IDSA 2011: HPV Vaccination in Males

Article

HPV vaccination is routinely recommended for females but not males, though that may soon change-and cost-effectiveness may be an important argument in favor.

BOSTON, MA—Routine vaccination against human papillomavirus (HPV) has been recommended for adolescent females since 2006, but so far has not been actively recommended for males. As part of a mini-symposium at the IDSA annual meeting bearing the cheeky title of “Hot Topics in Sexually Transmitted Infections,” Kevin Ault, MD, associate professor of obstetrics and gynecology at the Emory University School of Medicine and an investigator at the Emory Vaccine Center, reviewed the pros and cons of recommending the HPV vaccine for males, with an emphasis on whether the benefits of vaccination would outweigh the costs. (To listen to an interview HCPLive conducted with Ault at the meeting, click here.)

In 2010, Ault explained, the Advisory Committee on Immunization Practices (ACIP), an independent expert advisory board that makes recommendations on vaccine policy to the Centers for Disease Control and Prevention, issued a “permissive” recommendation for males 9-26 to receive the HPV vaccine for prevention of genital warts. (This meant that the vaccine was permitted, but not recommended as routine.) This Tuesday, the ACIP will consider making a routine recommendation that males receive the HPV vaccine.

§ Instructions
1. Answer these questions from the article on HPV vaccination in males:
(a) Since what year has routine HPV vaccination been recommended for adolescent females?
(b) What title did the mini-symposium at the IDSA annual meeting carry?
(c) For what age range of males did the ACIP's 2010 recommendation apply?
2. Transcribe the part of the HPV vaccination article from "HPV vaccination is" to "meeting, click here.)".
3. Translate this sentence from the HPV vaccination article into Spanish: "This Tuesday, the ACIP will consider making a routine recommendation that males receive the HPV vaccine."
Use only the article on HPV vaccination in males.

§ Data records
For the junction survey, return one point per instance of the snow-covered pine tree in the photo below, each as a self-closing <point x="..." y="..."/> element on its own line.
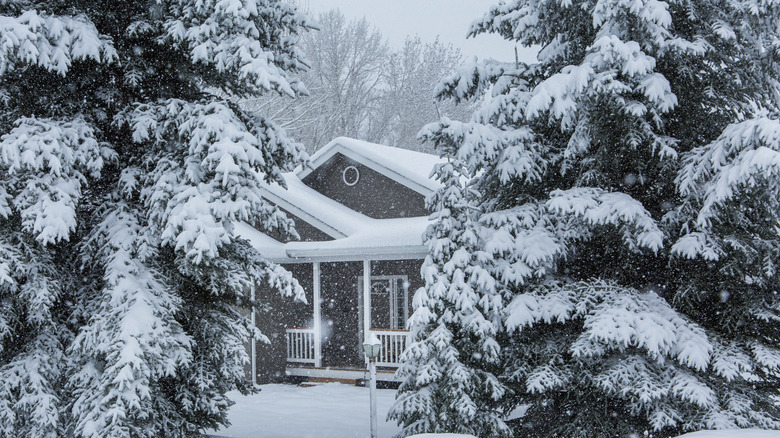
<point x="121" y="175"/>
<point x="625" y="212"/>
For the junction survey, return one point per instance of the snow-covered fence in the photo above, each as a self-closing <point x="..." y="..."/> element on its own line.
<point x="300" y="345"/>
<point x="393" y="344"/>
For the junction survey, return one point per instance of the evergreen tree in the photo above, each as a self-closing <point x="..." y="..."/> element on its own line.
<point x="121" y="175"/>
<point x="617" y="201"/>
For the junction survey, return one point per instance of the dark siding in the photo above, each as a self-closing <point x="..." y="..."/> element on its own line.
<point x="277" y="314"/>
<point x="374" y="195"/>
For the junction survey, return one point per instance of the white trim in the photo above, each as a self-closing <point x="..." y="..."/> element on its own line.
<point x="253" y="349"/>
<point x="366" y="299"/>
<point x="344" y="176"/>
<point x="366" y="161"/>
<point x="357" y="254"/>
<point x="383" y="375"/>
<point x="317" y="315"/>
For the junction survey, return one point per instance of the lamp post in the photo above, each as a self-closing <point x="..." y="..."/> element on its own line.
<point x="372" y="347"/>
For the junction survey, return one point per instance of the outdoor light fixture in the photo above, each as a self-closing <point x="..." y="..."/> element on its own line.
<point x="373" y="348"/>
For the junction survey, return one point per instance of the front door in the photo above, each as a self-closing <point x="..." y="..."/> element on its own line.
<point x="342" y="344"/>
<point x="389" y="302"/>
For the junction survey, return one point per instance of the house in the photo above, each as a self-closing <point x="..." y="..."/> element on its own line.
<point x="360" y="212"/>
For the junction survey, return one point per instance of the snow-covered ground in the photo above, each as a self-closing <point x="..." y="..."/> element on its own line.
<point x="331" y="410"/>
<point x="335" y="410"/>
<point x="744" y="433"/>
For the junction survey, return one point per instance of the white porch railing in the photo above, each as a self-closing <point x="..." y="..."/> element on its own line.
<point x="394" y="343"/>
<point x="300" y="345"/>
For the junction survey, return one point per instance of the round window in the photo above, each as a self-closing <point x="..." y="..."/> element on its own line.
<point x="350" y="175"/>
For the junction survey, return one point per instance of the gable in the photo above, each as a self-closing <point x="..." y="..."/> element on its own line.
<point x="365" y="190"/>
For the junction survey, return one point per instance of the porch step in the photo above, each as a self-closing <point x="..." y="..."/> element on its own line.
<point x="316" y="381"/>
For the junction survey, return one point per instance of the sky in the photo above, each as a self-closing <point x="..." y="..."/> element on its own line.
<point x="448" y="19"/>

§ Answers to this exercise
1.
(a) 2006
(b) "Hot Topics in Sexually Transmitted Infections"
(c) Ages 9-26

2.
HPV vaccination is routinely recommended for females but not males, though that may soon change-and cost-effectiveness may be an important argument in favor.

BOSTON, MA—Routine vaccination against human papillomavirus (HPV) has been recommended for adolescent females since 2006, but so far has not been actively recommended for males. As part of a mini-symposium at the IDSA annual meeting bearing the cheeky title of “Hot Topics in Sexually Transmitted Infections,” Kevin Ault, MD, associate professor of obstetrics and gynecology at the Emory University School of Medicine and an investigator at the Emory Vaccine Center, reviewed the pros and cons of recommending the HPV vaccine for males, with an emphasis on whether the benefits of vaccination would outweigh the costs. (To listen to an interview HCPLive conducted with Ault at the meeting, click here.)

3. Este martes, el ACIP considerará emitir una recomendación de rutina para que los varones reciban la vacuna contra el VPH.